ACTIVITY LIST:
A. From the passage about the game Runner, quote the words starting with "The code is" and going on through "bad at programming).".
B. Answer these questions using the passage about the game Runner:
(i) In Passage, which two factors determine the statement about the human condition that the player gets?
(ii) Which two things in Runner can be intentionally avoided?
(iii) Where did the writer go for help when confused while implementing something?

QUOTED PASSAGE:
Since much of the game’s meaning comes from the aforementioned loose narrative, the player doesn’t really have the ability to interpret their play experience with the degree to which one might with a game like Passage. In Passage, each different way you might choose to play tells you something different about life and death. Depending on whether or not you picked up the spouse, and how many points you scored, you get totally separate but equally meaningful statements about the human condition.

In Runner, you either get through the story or you don’t. There’s a little bit of interpretational wiggle room with the really vague stuff (like the aforementioned typewriter thing) and a few subtle, binary choices you can make throughout the game (both the New Girl and typewriter can be intentionally avoided), but there’s no real sense that your method of play determines what themes you get out of it. At least, not to the degree that Rohrer or Humble’s games afford.

 

The ninja thought bubble

There should have been a frame with the Runner, the redhead, and the ninja all in the same shot.

 

The code is crap

Runner‘s “code,” if it can be even be called that, is a mess of weird alarms and needlessly complex object relationships and a bunch of interlocking drag-and-drop stuff that was not only time consuming and inelegant to implement, but made debugging way more difficult than it should have been.

Before Runner, I knew next to nothing about programming. Everytime I got confused while trying to implement something mildly difficult (like, say, variable sprite depths depending on where they are in the foreground or background), I’d go running to the Game Maker Community forums, where I got incredibly helpful advice in a matter of hours. This worked like a charm in the short term, but I also didn’t end up learning anything new throughout the game’s production (apart from the revelation that, rather than being simply bad at programming, I am really bad at programming).

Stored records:
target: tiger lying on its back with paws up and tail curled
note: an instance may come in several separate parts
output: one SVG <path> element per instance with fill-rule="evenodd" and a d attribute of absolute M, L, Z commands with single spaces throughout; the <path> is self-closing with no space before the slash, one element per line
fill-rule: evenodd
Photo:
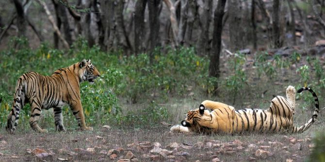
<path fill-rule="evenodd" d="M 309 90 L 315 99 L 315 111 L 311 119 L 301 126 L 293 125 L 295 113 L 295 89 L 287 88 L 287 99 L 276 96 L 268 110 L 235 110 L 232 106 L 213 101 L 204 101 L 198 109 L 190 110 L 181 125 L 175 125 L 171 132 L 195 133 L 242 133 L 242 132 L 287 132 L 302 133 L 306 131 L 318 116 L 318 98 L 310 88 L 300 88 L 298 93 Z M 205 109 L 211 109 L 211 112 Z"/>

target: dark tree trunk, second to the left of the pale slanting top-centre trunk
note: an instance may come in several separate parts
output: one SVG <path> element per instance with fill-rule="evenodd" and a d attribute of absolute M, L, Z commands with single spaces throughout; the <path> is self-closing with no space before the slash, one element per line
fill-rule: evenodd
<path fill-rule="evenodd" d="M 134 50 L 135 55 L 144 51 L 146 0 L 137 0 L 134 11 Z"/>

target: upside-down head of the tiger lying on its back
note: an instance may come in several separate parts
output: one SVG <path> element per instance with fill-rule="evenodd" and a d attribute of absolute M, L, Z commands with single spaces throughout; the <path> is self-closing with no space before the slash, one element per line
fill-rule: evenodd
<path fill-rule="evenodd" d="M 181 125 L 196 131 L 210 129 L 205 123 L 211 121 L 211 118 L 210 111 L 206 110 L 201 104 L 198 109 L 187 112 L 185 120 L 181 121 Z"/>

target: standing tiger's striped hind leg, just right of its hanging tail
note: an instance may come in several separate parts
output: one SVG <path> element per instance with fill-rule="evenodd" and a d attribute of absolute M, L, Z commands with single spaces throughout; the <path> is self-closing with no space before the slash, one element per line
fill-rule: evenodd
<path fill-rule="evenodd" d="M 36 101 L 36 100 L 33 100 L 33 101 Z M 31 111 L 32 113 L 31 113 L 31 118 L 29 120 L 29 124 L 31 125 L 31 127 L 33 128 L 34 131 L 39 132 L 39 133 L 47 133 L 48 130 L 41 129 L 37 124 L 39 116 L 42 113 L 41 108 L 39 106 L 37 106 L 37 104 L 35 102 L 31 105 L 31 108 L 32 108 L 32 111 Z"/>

---

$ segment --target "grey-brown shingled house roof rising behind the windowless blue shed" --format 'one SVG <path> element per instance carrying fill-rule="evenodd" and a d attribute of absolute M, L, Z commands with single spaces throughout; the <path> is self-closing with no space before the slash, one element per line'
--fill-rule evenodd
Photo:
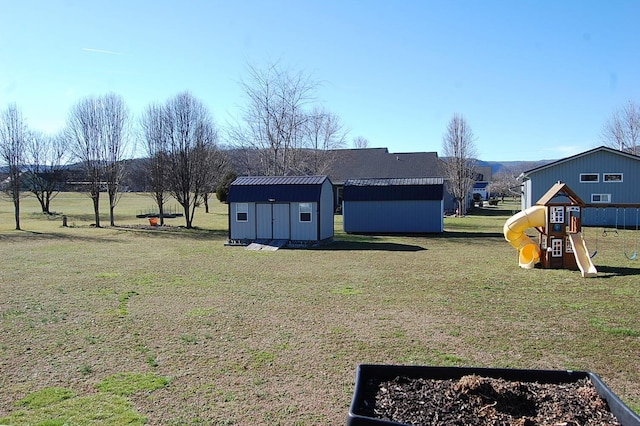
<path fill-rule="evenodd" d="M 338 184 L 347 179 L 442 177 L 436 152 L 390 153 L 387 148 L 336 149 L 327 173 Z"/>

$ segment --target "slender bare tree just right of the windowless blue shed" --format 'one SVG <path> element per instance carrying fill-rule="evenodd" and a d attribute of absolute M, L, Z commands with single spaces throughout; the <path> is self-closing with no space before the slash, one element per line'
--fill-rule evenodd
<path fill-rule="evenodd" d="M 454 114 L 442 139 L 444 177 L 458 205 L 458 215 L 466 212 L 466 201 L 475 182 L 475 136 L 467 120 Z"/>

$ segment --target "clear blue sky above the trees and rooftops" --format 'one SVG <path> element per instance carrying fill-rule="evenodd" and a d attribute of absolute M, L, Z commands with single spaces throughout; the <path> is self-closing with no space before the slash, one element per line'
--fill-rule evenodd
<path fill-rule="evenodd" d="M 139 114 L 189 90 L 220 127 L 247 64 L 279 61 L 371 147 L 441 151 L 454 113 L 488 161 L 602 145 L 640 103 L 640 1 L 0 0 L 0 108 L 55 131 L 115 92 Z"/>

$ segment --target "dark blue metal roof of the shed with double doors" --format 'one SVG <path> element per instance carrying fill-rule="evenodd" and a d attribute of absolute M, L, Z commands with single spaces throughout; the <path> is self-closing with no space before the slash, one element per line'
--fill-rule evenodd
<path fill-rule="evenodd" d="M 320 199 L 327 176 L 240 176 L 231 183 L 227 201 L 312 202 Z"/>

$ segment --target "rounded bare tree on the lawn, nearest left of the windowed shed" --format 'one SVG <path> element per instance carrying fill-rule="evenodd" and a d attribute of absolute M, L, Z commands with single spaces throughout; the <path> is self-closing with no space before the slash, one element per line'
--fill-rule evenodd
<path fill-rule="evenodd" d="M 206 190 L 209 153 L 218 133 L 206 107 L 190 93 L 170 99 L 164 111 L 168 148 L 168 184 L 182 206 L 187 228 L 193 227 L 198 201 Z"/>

EXERCISE RESULTS:
A.
The code is crap

Runner‘s “code,” if it can be even be called that, is a mess of weird alarms and needlessly complex object relationships and a bunch of interlocking drag-and-drop stuff that was not only time consuming and inelegant to implement, but made debugging way more difficult than it should have been.

Before Runner, I knew next to nothing about programming. Everytime I got confused while trying to implement something mildly difficult (like, say, variable sprite depths depending on where they are in the foreground or background), I’d go running to the Game Maker Community forums, where I got incredibly helpful advice in a matter of hours. This worked like a charm in the short term, but I also didn’t end up learning anything new throughout the game’s production (apart from the revelation that, rather than being simply bad at programming, I am really bad at programming).

B.
(i) Whether or not the player picked up the spouse, and how many points the player scored.
(ii) The New Girl and the typewriter.
(iii) The Game Maker Community forums.